Search the entries below for "blue", and copy each line where it appears.

• Source data:

-------

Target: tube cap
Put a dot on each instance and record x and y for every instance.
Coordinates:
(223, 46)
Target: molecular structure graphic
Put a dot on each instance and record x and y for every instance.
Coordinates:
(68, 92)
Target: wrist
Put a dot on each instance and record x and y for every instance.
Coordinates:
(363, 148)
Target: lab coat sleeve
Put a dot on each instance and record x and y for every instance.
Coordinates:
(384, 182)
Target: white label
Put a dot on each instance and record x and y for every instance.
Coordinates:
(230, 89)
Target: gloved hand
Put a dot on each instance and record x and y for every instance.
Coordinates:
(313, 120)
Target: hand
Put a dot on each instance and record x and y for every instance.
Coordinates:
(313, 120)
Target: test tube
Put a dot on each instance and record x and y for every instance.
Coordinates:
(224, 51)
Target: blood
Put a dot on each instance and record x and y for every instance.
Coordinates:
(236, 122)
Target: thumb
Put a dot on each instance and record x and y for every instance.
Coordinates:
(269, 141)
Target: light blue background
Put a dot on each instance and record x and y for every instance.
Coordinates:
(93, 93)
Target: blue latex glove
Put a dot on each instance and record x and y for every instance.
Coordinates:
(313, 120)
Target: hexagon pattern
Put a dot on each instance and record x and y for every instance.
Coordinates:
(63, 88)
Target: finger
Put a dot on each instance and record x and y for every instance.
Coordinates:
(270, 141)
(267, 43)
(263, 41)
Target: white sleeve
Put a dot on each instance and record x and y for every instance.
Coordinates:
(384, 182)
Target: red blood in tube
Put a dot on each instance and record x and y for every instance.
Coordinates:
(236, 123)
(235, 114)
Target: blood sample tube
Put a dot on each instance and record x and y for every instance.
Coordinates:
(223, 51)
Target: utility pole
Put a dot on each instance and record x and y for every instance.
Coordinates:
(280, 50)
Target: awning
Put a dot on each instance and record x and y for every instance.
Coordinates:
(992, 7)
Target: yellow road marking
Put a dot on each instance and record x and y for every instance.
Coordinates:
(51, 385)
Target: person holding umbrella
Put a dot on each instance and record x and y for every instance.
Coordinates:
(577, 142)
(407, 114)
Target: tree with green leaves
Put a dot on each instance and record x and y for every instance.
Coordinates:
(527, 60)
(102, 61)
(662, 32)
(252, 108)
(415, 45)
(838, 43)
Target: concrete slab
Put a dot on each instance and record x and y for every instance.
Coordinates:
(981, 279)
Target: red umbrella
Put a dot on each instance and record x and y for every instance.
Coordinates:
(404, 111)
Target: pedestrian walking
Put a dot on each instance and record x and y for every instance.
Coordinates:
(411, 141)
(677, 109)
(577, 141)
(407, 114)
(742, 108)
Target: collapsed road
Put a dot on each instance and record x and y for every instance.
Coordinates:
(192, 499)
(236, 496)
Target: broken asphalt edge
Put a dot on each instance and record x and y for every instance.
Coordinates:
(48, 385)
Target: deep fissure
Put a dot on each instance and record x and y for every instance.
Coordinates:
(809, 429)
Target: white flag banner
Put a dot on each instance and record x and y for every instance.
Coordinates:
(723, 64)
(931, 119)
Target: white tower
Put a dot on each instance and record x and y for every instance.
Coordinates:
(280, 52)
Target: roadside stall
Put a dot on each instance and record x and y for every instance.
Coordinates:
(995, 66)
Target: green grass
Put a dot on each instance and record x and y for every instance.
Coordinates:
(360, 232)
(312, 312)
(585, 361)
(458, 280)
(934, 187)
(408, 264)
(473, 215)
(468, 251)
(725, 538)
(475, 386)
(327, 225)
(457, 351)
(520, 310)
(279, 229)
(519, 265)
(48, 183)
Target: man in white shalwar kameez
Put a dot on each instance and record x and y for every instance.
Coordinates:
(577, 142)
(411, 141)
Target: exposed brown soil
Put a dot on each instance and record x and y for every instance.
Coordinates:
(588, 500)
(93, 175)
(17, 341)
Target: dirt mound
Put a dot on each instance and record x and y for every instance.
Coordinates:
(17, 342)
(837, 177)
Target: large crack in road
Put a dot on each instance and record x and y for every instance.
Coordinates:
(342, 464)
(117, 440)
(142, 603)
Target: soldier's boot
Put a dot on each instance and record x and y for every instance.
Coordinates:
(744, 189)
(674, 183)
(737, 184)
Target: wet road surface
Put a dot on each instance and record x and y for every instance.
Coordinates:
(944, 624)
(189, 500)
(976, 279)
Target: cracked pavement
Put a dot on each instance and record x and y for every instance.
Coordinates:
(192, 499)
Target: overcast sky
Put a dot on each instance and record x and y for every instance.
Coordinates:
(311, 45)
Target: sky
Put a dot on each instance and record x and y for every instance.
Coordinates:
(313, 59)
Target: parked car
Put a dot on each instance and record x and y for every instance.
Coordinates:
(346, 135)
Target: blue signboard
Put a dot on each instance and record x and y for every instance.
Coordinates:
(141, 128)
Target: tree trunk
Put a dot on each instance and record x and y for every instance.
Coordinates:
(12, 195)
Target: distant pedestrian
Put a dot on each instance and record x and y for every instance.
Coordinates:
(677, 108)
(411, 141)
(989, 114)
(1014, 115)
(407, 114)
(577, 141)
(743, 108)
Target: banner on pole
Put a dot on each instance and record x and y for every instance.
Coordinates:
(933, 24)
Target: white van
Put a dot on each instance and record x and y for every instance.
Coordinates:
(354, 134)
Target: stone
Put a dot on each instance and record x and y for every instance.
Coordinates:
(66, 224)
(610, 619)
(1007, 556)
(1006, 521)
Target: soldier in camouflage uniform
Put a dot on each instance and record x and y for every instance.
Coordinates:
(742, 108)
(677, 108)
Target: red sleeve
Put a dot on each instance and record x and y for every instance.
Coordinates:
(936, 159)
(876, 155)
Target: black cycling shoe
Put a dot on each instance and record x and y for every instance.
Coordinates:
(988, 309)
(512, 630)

-------

• Response for this exercise:
Target: light blue background
Target: blue latex glove
Target: blue signboard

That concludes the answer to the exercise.